**Task:**
Your output is the line containing "Target: dreamcatcher" plus every line after it in the listing, reproduced exactly.

________________________________________

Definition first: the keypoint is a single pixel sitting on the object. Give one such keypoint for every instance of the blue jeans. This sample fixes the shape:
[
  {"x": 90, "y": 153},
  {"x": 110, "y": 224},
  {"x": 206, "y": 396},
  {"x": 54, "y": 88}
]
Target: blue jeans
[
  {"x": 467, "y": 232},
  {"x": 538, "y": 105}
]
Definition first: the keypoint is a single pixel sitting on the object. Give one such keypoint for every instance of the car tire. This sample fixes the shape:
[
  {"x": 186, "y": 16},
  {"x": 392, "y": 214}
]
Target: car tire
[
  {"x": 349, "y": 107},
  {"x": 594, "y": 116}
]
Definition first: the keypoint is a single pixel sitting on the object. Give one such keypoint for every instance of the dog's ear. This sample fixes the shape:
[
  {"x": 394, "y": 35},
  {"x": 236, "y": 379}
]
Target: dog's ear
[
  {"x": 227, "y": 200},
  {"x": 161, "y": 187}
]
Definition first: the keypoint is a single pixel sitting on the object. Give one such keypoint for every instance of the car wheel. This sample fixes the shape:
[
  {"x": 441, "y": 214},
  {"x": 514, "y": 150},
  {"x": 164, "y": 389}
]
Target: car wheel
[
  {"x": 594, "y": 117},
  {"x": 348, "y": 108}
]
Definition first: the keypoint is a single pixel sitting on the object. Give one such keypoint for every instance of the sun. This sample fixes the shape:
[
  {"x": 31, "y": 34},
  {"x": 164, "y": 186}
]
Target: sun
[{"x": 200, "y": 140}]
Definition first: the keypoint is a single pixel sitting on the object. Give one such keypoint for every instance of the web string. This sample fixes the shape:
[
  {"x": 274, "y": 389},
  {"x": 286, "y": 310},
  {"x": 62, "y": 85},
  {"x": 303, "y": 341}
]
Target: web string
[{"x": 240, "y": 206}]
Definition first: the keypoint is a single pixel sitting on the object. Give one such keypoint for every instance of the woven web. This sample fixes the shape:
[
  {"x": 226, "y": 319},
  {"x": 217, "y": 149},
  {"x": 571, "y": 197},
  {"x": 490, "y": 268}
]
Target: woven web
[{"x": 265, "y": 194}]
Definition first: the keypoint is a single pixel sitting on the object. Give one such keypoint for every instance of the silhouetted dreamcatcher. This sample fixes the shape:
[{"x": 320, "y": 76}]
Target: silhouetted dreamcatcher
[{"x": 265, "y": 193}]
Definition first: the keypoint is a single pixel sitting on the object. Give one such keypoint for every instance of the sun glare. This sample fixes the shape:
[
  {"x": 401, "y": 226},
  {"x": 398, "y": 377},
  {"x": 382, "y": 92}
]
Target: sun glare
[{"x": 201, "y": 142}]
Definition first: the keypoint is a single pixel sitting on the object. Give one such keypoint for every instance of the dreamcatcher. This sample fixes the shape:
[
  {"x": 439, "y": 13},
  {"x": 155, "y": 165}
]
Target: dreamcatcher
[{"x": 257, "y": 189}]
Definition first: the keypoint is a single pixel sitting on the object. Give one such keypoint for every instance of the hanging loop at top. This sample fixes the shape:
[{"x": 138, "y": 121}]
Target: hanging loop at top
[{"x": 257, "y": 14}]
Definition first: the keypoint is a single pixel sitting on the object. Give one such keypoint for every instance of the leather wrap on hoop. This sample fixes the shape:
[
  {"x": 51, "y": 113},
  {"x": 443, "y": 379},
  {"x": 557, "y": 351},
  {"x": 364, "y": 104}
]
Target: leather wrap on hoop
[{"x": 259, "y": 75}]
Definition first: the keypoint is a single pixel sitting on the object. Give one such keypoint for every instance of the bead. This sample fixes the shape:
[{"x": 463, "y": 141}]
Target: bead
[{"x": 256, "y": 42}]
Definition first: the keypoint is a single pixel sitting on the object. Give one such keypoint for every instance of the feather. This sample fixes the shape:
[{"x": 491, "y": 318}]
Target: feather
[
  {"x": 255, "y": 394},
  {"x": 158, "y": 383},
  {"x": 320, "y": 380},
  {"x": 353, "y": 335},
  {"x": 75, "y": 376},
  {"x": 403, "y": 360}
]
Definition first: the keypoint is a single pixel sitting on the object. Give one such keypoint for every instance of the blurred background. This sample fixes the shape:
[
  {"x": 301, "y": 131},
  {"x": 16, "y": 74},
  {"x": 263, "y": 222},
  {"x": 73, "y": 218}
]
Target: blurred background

________________________________________

**Answer to the exercise:**
Target: dreamcatcher
[{"x": 257, "y": 189}]
Definition first: the keypoint is a single pixel sitting on the object. Give one such keypoint for every instance of the hanging loop at top. This sample fixes the shape:
[{"x": 138, "y": 121}]
Target: hanging loop at top
[{"x": 257, "y": 14}]
Definition first: the keypoint is a single pixel sitting on the object. Give one such keypoint for every instance of the leather wrap on hoop. This sample fixes the shape:
[
  {"x": 51, "y": 113},
  {"x": 443, "y": 379},
  {"x": 557, "y": 351},
  {"x": 364, "y": 104}
]
Target: leather wrap on hoop
[{"x": 259, "y": 75}]
Definition first: the keypoint is a single pixel sitting on the object. Give one such keypoint for every instance of the bead. This sample fixes the shape:
[{"x": 463, "y": 141}]
Target: bead
[{"x": 256, "y": 42}]
Definition first: the keypoint is a single pixel sitting on the object. Give one such keypoint for every instance of the feather. This sample fixes the shape:
[{"x": 491, "y": 318}]
Target: feather
[
  {"x": 255, "y": 394},
  {"x": 158, "y": 383},
  {"x": 320, "y": 380},
  {"x": 353, "y": 335},
  {"x": 75, "y": 376},
  {"x": 403, "y": 360}
]
Definition first: the keypoint is a single pixel sitting on the object. Give one such keypoint for every instance of the blurred background. This sample fixes the shape:
[
  {"x": 301, "y": 131},
  {"x": 16, "y": 74},
  {"x": 263, "y": 222},
  {"x": 73, "y": 218}
]
Target: blurred background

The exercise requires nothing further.